## Aim of the exercise:
Could you retype the records below exactly as they appear, skipping any pictures?

== Recorded information ==

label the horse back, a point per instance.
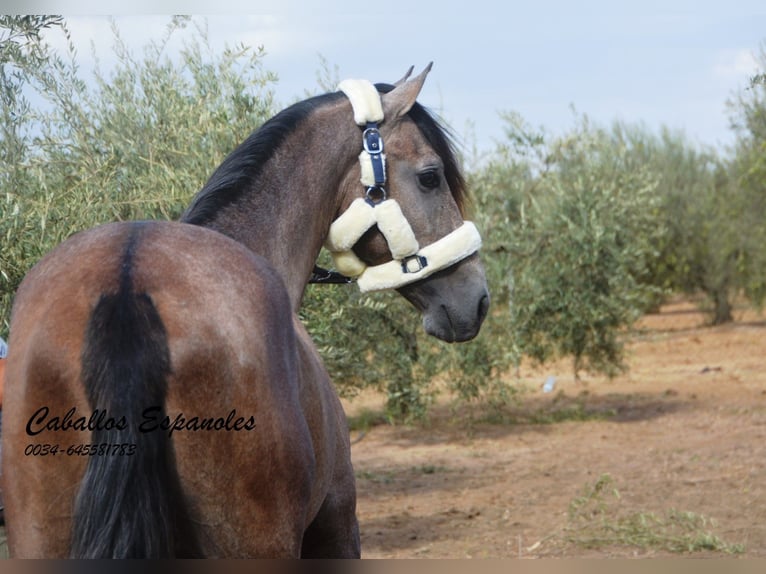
(229, 408)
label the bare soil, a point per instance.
(683, 430)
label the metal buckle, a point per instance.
(372, 142)
(420, 263)
(375, 194)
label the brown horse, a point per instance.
(163, 400)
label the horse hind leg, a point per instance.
(334, 532)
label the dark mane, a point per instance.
(233, 177)
(242, 166)
(441, 140)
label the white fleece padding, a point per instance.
(450, 249)
(350, 226)
(365, 100)
(396, 229)
(347, 263)
(368, 174)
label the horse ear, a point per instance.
(404, 79)
(398, 101)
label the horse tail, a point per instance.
(130, 503)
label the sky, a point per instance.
(672, 63)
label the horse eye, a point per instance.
(429, 179)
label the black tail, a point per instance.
(129, 505)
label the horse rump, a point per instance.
(130, 503)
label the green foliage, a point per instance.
(576, 229)
(134, 144)
(582, 232)
(748, 180)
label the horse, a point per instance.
(162, 397)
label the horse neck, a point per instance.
(286, 212)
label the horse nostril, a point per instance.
(483, 307)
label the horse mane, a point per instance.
(234, 177)
(241, 167)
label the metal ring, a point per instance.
(375, 194)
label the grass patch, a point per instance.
(597, 521)
(382, 477)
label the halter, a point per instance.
(410, 262)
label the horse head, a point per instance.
(403, 228)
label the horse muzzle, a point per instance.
(454, 302)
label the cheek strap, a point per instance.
(410, 263)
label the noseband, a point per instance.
(410, 262)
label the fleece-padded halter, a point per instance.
(410, 262)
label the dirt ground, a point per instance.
(683, 431)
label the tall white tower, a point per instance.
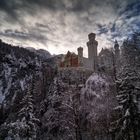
(80, 56)
(92, 51)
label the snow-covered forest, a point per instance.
(39, 101)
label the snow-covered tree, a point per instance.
(128, 92)
(97, 101)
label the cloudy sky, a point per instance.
(61, 25)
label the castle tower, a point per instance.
(92, 51)
(80, 56)
(117, 51)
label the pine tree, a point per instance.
(128, 85)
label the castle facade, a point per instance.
(104, 61)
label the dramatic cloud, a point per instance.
(61, 25)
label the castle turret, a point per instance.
(80, 56)
(117, 50)
(92, 51)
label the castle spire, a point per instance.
(92, 51)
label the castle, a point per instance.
(104, 61)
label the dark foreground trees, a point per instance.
(128, 92)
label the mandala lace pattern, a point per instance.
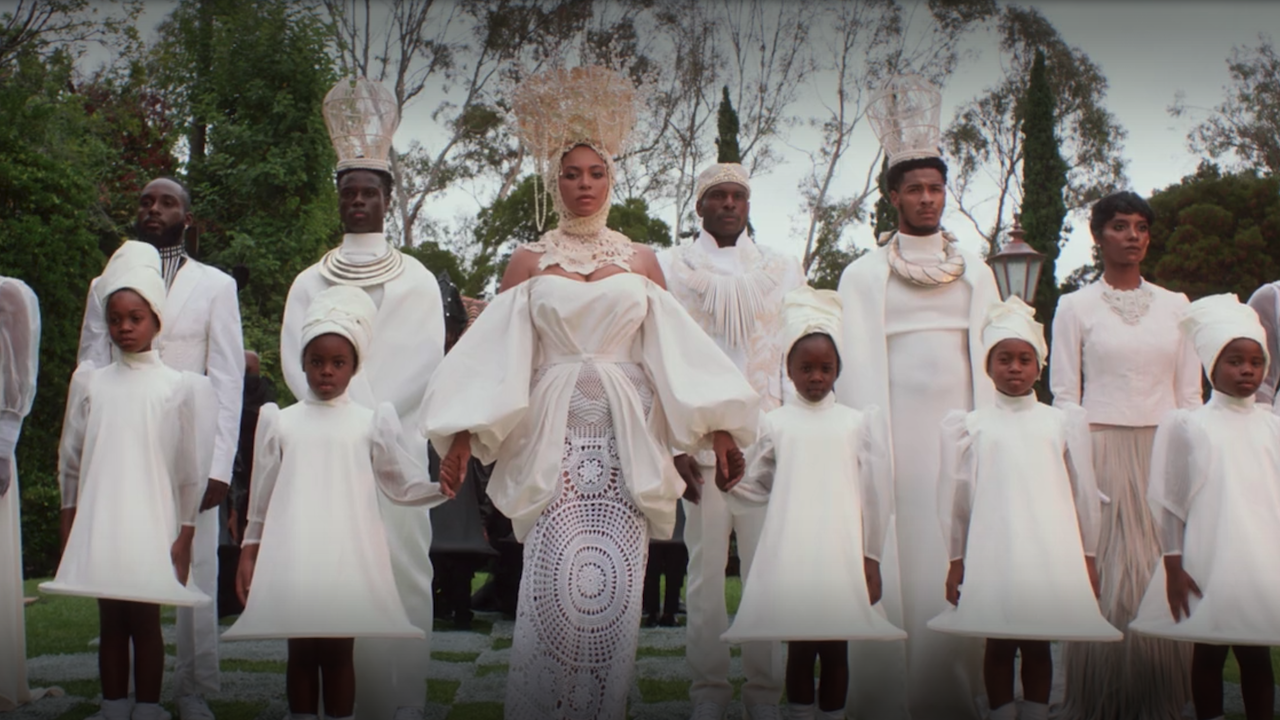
(583, 254)
(579, 616)
(382, 270)
(1130, 305)
(944, 272)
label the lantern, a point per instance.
(1016, 267)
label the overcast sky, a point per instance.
(1150, 51)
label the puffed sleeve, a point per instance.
(19, 360)
(268, 454)
(699, 387)
(876, 473)
(481, 386)
(1064, 365)
(1084, 484)
(1266, 302)
(956, 481)
(1174, 479)
(74, 425)
(398, 472)
(193, 443)
(762, 464)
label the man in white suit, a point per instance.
(201, 335)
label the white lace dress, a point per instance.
(580, 392)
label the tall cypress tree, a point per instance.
(1043, 181)
(726, 139)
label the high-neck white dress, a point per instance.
(580, 392)
(1215, 490)
(1019, 505)
(826, 475)
(136, 450)
(324, 569)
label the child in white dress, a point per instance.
(1019, 510)
(1215, 492)
(824, 472)
(136, 450)
(315, 565)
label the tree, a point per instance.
(263, 188)
(1216, 232)
(50, 160)
(1248, 122)
(1043, 183)
(984, 141)
(865, 44)
(726, 137)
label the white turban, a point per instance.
(721, 173)
(136, 265)
(1014, 319)
(807, 310)
(1211, 323)
(342, 310)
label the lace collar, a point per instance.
(1130, 305)
(946, 269)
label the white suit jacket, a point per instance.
(201, 333)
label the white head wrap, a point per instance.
(1211, 323)
(721, 173)
(136, 265)
(807, 310)
(342, 310)
(1014, 319)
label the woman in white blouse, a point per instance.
(1118, 351)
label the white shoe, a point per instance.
(708, 711)
(763, 712)
(192, 707)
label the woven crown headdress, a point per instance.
(561, 108)
(361, 117)
(906, 117)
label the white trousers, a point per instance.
(707, 529)
(196, 669)
(391, 673)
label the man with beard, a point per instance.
(201, 335)
(914, 309)
(406, 346)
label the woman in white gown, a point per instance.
(1118, 352)
(579, 381)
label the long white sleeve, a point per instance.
(876, 473)
(762, 465)
(400, 474)
(266, 469)
(225, 370)
(1084, 484)
(197, 414)
(1266, 302)
(956, 481)
(19, 364)
(74, 424)
(1174, 478)
(1065, 355)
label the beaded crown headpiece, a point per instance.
(906, 117)
(361, 117)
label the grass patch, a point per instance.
(661, 652)
(234, 665)
(662, 691)
(442, 691)
(476, 711)
(80, 711)
(455, 656)
(236, 710)
(59, 624)
(492, 669)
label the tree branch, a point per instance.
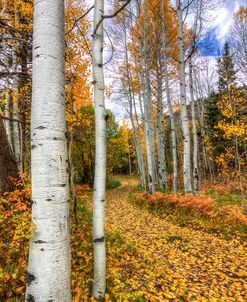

===

## Worked solution:
label the horse back, a point per instance.
(229, 408)
label the bare soil, a point per instance.
(683, 430)
label the metal buckle, a point per instance.
(372, 142)
(420, 263)
(375, 194)
label the brown horse, a point per instance.
(163, 400)
label the horse hind leg, a point per instance.
(334, 532)
label the dark mane, a point per instance.
(233, 177)
(242, 166)
(441, 140)
label the white fleece padding, a point per instance.
(450, 249)
(350, 226)
(365, 100)
(396, 229)
(347, 263)
(368, 174)
label the horse ear, a point per instance.
(404, 79)
(398, 101)
label the horse tail, a point per instance.
(130, 503)
label the sky, a point per instance.
(672, 63)
label the horse eye, a point per instance.
(429, 179)
label the black tail, a point per instance.
(129, 505)
label the horse rump, a point per instance.
(130, 503)
label the green foliage, a point per instance.
(576, 229)
(134, 144)
(582, 232)
(748, 180)
label the horse, a point per instance.
(162, 397)
label the horse neck, a point per instance.
(286, 212)
label the horse nostril, a point per instance.
(483, 307)
label the horse mane, a point per instance.
(234, 177)
(241, 167)
label the metal ring, a point per instance.
(375, 194)
label the grass patch, a point per instance.
(597, 521)
(382, 477)
label the halter, a point per instance.
(410, 262)
label the horse head, a point per instance.
(403, 228)
label the horse muzzle, a point per instance.
(454, 302)
label the cheek strap, a point per instance.
(410, 263)
label the noseband, a point per instance.
(410, 262)
label the fleece-padded halter, a point per instance.
(410, 262)
label the dirt ground, a point per instance.
(683, 431)
label the tall white tower, a point per instance.
(80, 56)
(92, 51)
label the snow-covered forest, a point per instance.
(39, 101)
label the snow-covered tree, a point per instance.
(128, 92)
(97, 101)
label the cloudy sky, a point per instance.
(61, 25)
label the castle tower, a point per instance.
(92, 51)
(80, 56)
(117, 51)
label the pine tree, a point per instance.
(128, 85)
label the castle facade, a point per instance.
(104, 61)
label the dramatic cloud, a point per instance.
(61, 25)
label the castle turret, a point per instance.
(80, 56)
(117, 50)
(92, 51)
label the castle spire, a point per instance.
(92, 51)
label the castle, a point per instance.
(104, 61)
label the dark foreground trees, a point per instance.
(128, 92)
label the mandala lace pattern, a point per instance.
(583, 254)
(579, 616)
(382, 270)
(1130, 305)
(944, 272)
label the lantern, a point per instance.
(1016, 267)
label the overcast sky, a point per instance.
(1150, 51)
label the puffed sleeve, a point per instance.
(19, 360)
(268, 454)
(699, 387)
(876, 473)
(481, 386)
(1064, 365)
(1084, 484)
(1266, 302)
(956, 481)
(1174, 479)
(74, 425)
(398, 472)
(193, 443)
(762, 464)
label the man in white suit, a point per instance.
(201, 335)
label the white lace dress, a point per instance.
(580, 392)
label the tall cypress tree, a point per instance.
(1043, 181)
(726, 139)
label the high-neck white dress, a point per instance.
(580, 392)
(1215, 490)
(1019, 505)
(826, 475)
(136, 450)
(324, 569)
label the child in white dress, a point per instance.
(1019, 510)
(1215, 492)
(824, 472)
(136, 450)
(315, 565)
label the tree, a point per instance.
(263, 188)
(1216, 232)
(50, 160)
(1248, 122)
(1043, 183)
(984, 141)
(865, 44)
(726, 137)
label the white turban, a point per instance.
(721, 173)
(136, 265)
(1014, 319)
(807, 310)
(1211, 323)
(342, 310)
label the lace collar, a point per instance.
(1130, 305)
(946, 269)
label the white suit jacket, a point per instance.
(201, 333)
label the white head wrap, a point per instance.
(1211, 323)
(721, 173)
(136, 265)
(807, 310)
(342, 310)
(1014, 319)
label the woman in white blouse, a point per instance.
(1118, 351)
label the white shoe, a point per instance.
(708, 711)
(763, 712)
(192, 707)
label the woven crown headdress, a point per instance.
(561, 108)
(361, 117)
(906, 117)
label the white trousers, a point per instance.
(707, 529)
(196, 669)
(391, 673)
label the man with beard, a point per instance.
(201, 335)
(914, 309)
(406, 346)
label the woman in white gown, a point per instance.
(1118, 352)
(579, 381)
label the long white sleeve, a point per instance.
(876, 473)
(762, 465)
(400, 474)
(266, 469)
(225, 370)
(1084, 484)
(197, 414)
(1266, 302)
(956, 481)
(19, 364)
(74, 424)
(1174, 478)
(1065, 355)
label the beaded crown headpiece, a point per instance.
(906, 117)
(361, 117)
label the grass patch, a point per instance.
(661, 652)
(234, 665)
(662, 691)
(442, 691)
(476, 711)
(80, 711)
(455, 656)
(236, 710)
(59, 624)
(492, 669)
label the tree branch, a point per instance.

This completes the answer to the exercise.